**Extract to read**.
=-=-=

Sade is an activist for socio-spatial justice in the cultural arts. She is currently partnered with real estate developers for the reconception and redevelopment of Harlem’s cultural corridor on the block of 125th Street and 5th Avenue; a community revitalization and urban design project that will create a new home for NBT, affordable housing for artists, and a hub for the people and small business owners of Harlem. The multi-use arts complex is slated to open in 2026. Sade regularly shares her passion for arts, activism and spatial justice through guest lecturing at esteemed universities including Harvard, Yale, Columbia, and NYU, and she recently spoke with the NEA and at the Center of Architecture on the cultural institution’s role in spatial practice. She contributed her cultural equity ideas to The Center for an Urban Future’s City of Aspiration: 150 Ideas From New Yorkers for Building a More Equitable NYC. Her spatial activism work has been featured in the New York Times, Harper’s Bazaar, and Madame Architect. In Oprah Winfrey’s Future Rising digital series, Sade is called a “Black trailblazer moving our world forward” for creating spaces designed for Black joy and liberation.

=-=-=

**Listing**.
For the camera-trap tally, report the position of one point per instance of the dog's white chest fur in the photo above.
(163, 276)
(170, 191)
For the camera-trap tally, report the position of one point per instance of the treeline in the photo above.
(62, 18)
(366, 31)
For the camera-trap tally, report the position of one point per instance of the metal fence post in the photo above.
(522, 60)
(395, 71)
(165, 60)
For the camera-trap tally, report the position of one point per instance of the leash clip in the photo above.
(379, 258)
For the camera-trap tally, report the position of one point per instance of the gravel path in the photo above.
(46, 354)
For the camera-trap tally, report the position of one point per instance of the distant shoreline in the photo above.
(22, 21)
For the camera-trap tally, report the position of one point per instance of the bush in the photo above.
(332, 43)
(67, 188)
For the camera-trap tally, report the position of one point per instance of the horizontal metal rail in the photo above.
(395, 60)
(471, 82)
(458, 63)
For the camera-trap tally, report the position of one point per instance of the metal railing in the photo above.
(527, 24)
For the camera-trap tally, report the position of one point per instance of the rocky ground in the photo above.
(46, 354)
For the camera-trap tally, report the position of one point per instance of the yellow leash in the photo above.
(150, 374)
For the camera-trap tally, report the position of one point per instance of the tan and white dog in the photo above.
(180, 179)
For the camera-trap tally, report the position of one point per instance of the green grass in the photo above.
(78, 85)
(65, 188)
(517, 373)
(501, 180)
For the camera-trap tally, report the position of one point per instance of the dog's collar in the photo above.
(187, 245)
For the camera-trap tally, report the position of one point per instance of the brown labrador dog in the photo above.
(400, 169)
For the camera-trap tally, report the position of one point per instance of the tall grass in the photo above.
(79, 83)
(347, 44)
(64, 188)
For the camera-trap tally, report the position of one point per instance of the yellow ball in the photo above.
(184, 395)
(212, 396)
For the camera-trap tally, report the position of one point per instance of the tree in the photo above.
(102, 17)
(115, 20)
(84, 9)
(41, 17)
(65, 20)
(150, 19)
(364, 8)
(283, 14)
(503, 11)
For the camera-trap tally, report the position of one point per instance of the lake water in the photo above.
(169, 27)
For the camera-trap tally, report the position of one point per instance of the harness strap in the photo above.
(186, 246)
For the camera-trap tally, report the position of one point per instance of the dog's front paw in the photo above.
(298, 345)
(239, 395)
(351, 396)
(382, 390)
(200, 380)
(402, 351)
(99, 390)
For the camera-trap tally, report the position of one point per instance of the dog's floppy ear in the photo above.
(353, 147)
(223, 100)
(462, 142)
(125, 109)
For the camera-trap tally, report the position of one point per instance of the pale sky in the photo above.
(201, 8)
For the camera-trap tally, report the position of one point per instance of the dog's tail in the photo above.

=-=-=

**Job A**.
According to the passage about Sade, why does Oprah Winfrey's Future Rising digital series call her a "Black trailblazer moving our world forward"? Answer in one to three sentences.
**Job B**.
Write the next part of the passage about Sade, picking up after its final sentence.

**Right answer A**.
The series gives her that title for creating spaces designed for Black joy and liberation.

**Right answer B**.
As a TONY® and EMMY® award nominated producer and a multi-hyphenate creative and artist, Sade expresses her worldview through writing, production, and design. In 2012, she wrote and produced the highly acclaimed musical A Time To Love, which garnered three AUDELCO nominations and is currently in development in partnership with the world famous Apollo Theatre. Prior to her tenure at NBT, Sade performed on several Off-Broadway stages, including appearances as Gail along co-star Chadwick Boseman in Ron Milner’s Urban Transition: Loose Blossom at the New Federal Theatre, directed by Woodie King, Jr., and as Dorothy Dandridge in Dorothy Dandridge: Before, After & Now, directed by Dr. Barbara Ann Teer. She is the recipient of numerous awards including the Key to Harlem for her excellence in the Arts, An OBIE award for Sustained Excellence in Production and Continued Advocacy on Behalf of Black Artists, and The Mark Segal Center’s Change Maker Frankie Award, amongst others. Beyond theater, Sade has enjoyed a successful career in television as an associate producer of MTV's flagship show Total Request Live (TRL), shortly thereafter becoming a fashion journalist, designer and stylist with an illustrious clientele that includes Lenny Kravitz and Beyoncé Knowles-Carter.
Sade is a graduate of New York University with a bachelor’s degree in Art History. In her spare time, she is exploring sacred space design rooted in indigenous practice, and indulging the wonders of motherhood with her son Thelonius.